Excerpts from a location annotation dataset:

** START **

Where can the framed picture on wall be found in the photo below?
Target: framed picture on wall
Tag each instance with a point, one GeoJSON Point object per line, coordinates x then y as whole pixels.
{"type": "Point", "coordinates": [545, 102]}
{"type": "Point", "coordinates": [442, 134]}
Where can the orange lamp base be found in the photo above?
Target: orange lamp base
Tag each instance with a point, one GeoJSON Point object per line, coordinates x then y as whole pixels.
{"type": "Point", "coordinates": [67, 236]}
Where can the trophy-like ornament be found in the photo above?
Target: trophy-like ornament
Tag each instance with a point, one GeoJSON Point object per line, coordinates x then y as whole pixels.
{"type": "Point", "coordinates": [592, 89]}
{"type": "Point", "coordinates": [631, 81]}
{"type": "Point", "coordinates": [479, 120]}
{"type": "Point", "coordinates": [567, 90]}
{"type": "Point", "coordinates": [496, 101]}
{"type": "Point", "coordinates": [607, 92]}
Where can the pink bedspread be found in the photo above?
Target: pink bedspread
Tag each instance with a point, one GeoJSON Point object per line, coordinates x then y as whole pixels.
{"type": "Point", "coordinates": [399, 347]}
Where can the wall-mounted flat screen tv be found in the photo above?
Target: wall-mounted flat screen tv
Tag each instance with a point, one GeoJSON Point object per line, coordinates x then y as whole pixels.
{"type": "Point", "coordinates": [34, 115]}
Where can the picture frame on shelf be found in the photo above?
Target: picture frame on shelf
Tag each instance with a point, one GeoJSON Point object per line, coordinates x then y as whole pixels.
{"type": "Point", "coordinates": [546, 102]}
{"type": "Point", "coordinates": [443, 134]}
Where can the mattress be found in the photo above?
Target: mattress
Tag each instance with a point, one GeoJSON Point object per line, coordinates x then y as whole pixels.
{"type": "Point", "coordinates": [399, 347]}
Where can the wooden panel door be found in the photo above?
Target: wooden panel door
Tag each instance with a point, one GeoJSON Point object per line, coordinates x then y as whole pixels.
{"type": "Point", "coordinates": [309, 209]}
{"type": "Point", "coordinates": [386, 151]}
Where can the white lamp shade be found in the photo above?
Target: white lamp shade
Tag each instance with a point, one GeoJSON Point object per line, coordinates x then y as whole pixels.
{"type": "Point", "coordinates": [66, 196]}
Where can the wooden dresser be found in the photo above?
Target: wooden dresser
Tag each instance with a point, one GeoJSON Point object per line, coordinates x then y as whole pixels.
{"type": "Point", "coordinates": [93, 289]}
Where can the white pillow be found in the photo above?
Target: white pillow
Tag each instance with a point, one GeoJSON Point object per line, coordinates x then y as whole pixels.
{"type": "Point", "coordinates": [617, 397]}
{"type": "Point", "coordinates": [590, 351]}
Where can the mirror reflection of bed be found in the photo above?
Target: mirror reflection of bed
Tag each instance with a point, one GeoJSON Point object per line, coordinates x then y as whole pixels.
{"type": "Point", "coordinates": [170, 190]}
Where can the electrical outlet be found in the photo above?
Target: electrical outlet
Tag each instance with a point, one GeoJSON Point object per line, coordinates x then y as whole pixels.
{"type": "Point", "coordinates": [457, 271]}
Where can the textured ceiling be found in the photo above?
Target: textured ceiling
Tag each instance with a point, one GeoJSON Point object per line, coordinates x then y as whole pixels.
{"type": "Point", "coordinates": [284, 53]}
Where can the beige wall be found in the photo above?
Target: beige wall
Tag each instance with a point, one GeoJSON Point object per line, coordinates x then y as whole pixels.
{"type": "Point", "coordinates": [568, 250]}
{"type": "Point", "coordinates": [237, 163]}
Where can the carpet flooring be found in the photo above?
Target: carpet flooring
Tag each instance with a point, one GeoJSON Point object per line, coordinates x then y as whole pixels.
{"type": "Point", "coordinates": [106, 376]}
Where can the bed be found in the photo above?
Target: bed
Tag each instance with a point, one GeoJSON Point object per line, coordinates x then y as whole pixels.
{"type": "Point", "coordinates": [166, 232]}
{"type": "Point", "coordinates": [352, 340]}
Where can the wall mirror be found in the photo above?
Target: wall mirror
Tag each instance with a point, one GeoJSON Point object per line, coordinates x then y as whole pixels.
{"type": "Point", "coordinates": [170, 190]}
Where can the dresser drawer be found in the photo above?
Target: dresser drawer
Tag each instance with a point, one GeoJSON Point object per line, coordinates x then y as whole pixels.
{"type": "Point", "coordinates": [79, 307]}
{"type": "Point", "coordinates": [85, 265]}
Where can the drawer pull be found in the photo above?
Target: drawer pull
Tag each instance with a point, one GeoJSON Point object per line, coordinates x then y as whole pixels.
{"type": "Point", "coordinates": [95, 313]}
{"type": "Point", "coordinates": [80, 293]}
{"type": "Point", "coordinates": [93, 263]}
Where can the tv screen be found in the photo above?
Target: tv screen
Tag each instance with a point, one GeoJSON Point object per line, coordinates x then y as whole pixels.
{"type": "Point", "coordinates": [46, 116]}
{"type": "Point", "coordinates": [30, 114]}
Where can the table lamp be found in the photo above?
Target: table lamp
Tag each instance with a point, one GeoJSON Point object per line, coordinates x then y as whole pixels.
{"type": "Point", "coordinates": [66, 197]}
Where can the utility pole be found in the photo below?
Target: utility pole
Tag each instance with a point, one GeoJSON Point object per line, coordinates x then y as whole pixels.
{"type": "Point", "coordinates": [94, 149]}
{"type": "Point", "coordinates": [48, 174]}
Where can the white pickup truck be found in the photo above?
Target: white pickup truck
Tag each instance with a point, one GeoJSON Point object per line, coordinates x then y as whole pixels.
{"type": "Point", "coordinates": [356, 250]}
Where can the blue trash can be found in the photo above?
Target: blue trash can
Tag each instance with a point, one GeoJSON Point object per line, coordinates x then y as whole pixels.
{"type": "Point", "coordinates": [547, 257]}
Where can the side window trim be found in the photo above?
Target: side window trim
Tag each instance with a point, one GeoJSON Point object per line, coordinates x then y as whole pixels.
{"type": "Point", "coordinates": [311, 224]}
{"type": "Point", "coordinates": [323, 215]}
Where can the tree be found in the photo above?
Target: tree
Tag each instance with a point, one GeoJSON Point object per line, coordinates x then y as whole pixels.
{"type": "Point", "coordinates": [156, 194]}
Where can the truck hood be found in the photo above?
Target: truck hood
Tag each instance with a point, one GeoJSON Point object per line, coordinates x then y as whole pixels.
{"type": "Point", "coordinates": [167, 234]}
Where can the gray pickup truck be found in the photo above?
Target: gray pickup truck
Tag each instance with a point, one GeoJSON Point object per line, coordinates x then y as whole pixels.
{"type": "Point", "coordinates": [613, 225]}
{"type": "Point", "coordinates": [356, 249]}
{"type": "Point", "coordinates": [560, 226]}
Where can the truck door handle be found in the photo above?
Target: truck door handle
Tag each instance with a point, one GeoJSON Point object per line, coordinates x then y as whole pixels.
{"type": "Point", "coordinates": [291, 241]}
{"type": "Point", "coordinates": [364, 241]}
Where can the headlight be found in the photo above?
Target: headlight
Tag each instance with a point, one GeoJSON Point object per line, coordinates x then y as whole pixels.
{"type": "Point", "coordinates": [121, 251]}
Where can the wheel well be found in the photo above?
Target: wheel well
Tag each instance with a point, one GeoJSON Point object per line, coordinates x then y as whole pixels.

** END **

* [Problem to solve]:
Print all of the rows above word for word, altering nothing.

* [Result for this exercise]:
Where can the framed picture on wall be found in the photo below?
Target: framed picture on wall
Tag each instance with a point, one GeoJSON Point object per line, coordinates x then y as whole pixels.
{"type": "Point", "coordinates": [545, 102]}
{"type": "Point", "coordinates": [442, 134]}
Where can the orange lamp base be found in the photo above?
Target: orange lamp base
Tag each instance with a point, one GeoJSON Point object per line, coordinates x then y as whole pixels.
{"type": "Point", "coordinates": [67, 236]}
Where can the trophy-like ornament be found in the photo above?
Target: trophy-like ornament
Tag each instance with a point, one GeoJSON Point object per line, coordinates x then y as whole pixels.
{"type": "Point", "coordinates": [592, 89]}
{"type": "Point", "coordinates": [631, 81]}
{"type": "Point", "coordinates": [479, 120]}
{"type": "Point", "coordinates": [567, 90]}
{"type": "Point", "coordinates": [496, 101]}
{"type": "Point", "coordinates": [607, 92]}
Where can the pink bedspread be found in the photo above?
Target: pink bedspread
Tag each instance with a point, one GeoJSON Point object per line, coordinates x then y as whole pixels.
{"type": "Point", "coordinates": [399, 347]}
Where can the wall-mounted flat screen tv be found in the photo above?
Target: wall-mounted flat screen tv
Tag each instance with a point, one GeoJSON Point object per line, coordinates x then y as whole pixels.
{"type": "Point", "coordinates": [34, 115]}
Where can the picture frame on shelf be found in the photo above?
Target: picture frame on shelf
Tag each instance with a point, one GeoJSON Point object per line, coordinates x then y as whole pixels.
{"type": "Point", "coordinates": [546, 102]}
{"type": "Point", "coordinates": [443, 134]}
Where can the mattress be found in the photo above?
Target: mattress
Tag each instance with a point, one GeoJSON Point object per line, coordinates x then y as whole pixels.
{"type": "Point", "coordinates": [399, 347]}
Where can the wooden panel door be found in the photo above?
Target: wooden panel door
Tag each instance with a point, one GeoJSON Point object per line, coordinates x then y as whole pixels.
{"type": "Point", "coordinates": [309, 209]}
{"type": "Point", "coordinates": [386, 151]}
Where can the white lamp shade be found in the photo above?
Target: white lamp shade
Tag each instance with a point, one GeoJSON Point object per line, coordinates x then y as whole pixels.
{"type": "Point", "coordinates": [66, 196]}
Where can the wooden dresser be found in the photo above?
Target: wooden dresser
Tag each instance with a point, one GeoJSON Point object per line, coordinates x then y as whole pixels.
{"type": "Point", "coordinates": [93, 289]}
Where can the white pillow be found in the photo above?
Target: white pillow
Tag each instance with a point, one GeoJSON Point object per line, coordinates x then y as whole pixels.
{"type": "Point", "coordinates": [617, 397]}
{"type": "Point", "coordinates": [590, 351]}
Where can the mirror reflection of bed be found in the photo above?
Target: mirror reflection of bed
Tag each instance with a point, one GeoJSON Point object per line, coordinates x then y as whole pixels.
{"type": "Point", "coordinates": [170, 190]}
Where can the electrical outlet be found in the photo above?
Target: electrical outlet
Tag each instance with a point, one GeoJSON Point object per line, coordinates x then y as whole pixels.
{"type": "Point", "coordinates": [457, 271]}
Where can the textured ceiling be found in the photo above?
Target: textured ceiling
Tag each instance with a point, one GeoJSON Point object per line, coordinates x then y as whole pixels.
{"type": "Point", "coordinates": [284, 53]}
Where can the beige wall be found in the photo above?
Target: beige wall
Tag each instance with a point, one GeoJSON Point object per line, coordinates x then y as whole pixels.
{"type": "Point", "coordinates": [568, 250]}
{"type": "Point", "coordinates": [237, 163]}
Where can the carpet flooring be found in the photo above?
Target: carpet flooring
Tag each instance with a point, one GeoJSON Point object per line, coordinates x then y as whole pixels.
{"type": "Point", "coordinates": [106, 376]}
Where can the bed be found in the photo above?
Target: bed
Tag each instance with a point, one GeoJSON Point object per line, coordinates x then y as whole pixels.
{"type": "Point", "coordinates": [166, 232]}
{"type": "Point", "coordinates": [352, 340]}
Where can the wall mirror be found in the photo above?
Target: wall mirror
Tag each instance with a point, one GeoJSON Point object per line, coordinates x then y as whole pixels.
{"type": "Point", "coordinates": [170, 190]}
Where can the dresser drawer be found in the photo above?
Target: dresser drawer
Tag each instance with a point, one GeoJSON Point object per line, coordinates x then y as whole pixels.
{"type": "Point", "coordinates": [79, 307]}
{"type": "Point", "coordinates": [85, 265]}
Where can the drawer pull be found in the photo above?
Target: drawer pull
Tag each instance with a point, one GeoJSON Point object per line, coordinates x then y as whole pixels.
{"type": "Point", "coordinates": [95, 313]}
{"type": "Point", "coordinates": [80, 293]}
{"type": "Point", "coordinates": [93, 263]}
Where can the tv screen be found in the photo above?
Target: tv screen
Tag each instance with a point, one GeoJSON Point object per line, coordinates x then y as whole pixels.
{"type": "Point", "coordinates": [46, 116]}
{"type": "Point", "coordinates": [30, 114]}
Where can the table lamp be found in the photo above?
Target: table lamp
Tag each instance with a point, one GeoJSON Point object per line, coordinates x then y as whole pixels.
{"type": "Point", "coordinates": [66, 197]}
Where can the utility pole be found in the photo below?
Target: utility pole
Tag each instance with a point, one GeoJSON Point object per line, coordinates x then y as whole pixels.
{"type": "Point", "coordinates": [94, 149]}
{"type": "Point", "coordinates": [48, 174]}
Where can the white pickup truck be found in the photo above?
Target: white pickup truck
Tag each instance with a point, one GeoJSON Point object per line, coordinates x then y as whole pixels.
{"type": "Point", "coordinates": [356, 250]}
Where can the blue trash can be found in the photo above?
Target: blue trash can
Tag each instance with a point, one GeoJSON Point object per line, coordinates x then y as whole pixels.
{"type": "Point", "coordinates": [547, 257]}
Where can the side window trim be found in the photo above?
Target: side window trim
Tag each instance with a point, one GeoJSON Point object per line, coordinates x then y as whole pixels.
{"type": "Point", "coordinates": [311, 224]}
{"type": "Point", "coordinates": [323, 215]}
Where can the tree be found in the photo above?
Target: tree
Tag each instance with a point, one GeoJSON Point object per line, coordinates x then y as whole pixels.
{"type": "Point", "coordinates": [156, 194]}
Where can the truck hood be found in the photo above?
Target: truck hood
Tag each instance with a point, one GeoJSON Point object per line, coordinates x then y as whole pixels.
{"type": "Point", "coordinates": [167, 234]}
Where can the gray pickup truck be found in the photo above?
Target: gray pickup truck
Tag each instance with a point, one GeoJSON Point object per line, coordinates x then y as whole pixels.
{"type": "Point", "coordinates": [613, 225]}
{"type": "Point", "coordinates": [356, 249]}
{"type": "Point", "coordinates": [560, 226]}
Where can the truck door handle be found in the photo above?
Target: truck door handle
Tag each instance with a point, one GeoJSON Point object per line, coordinates x then y as whole pixels.
{"type": "Point", "coordinates": [291, 241]}
{"type": "Point", "coordinates": [364, 241]}
Where can the headlight be found in the photo above?
Target: headlight
Tag each instance with a point, one GeoJSON Point object per line, coordinates x then y as whole pixels.
{"type": "Point", "coordinates": [121, 251]}
Where can the wheel well be found in the photo above?
Target: wheel well
Tag each instance with a point, one GeoJSON Point object per line, coordinates x then y as whole pixels.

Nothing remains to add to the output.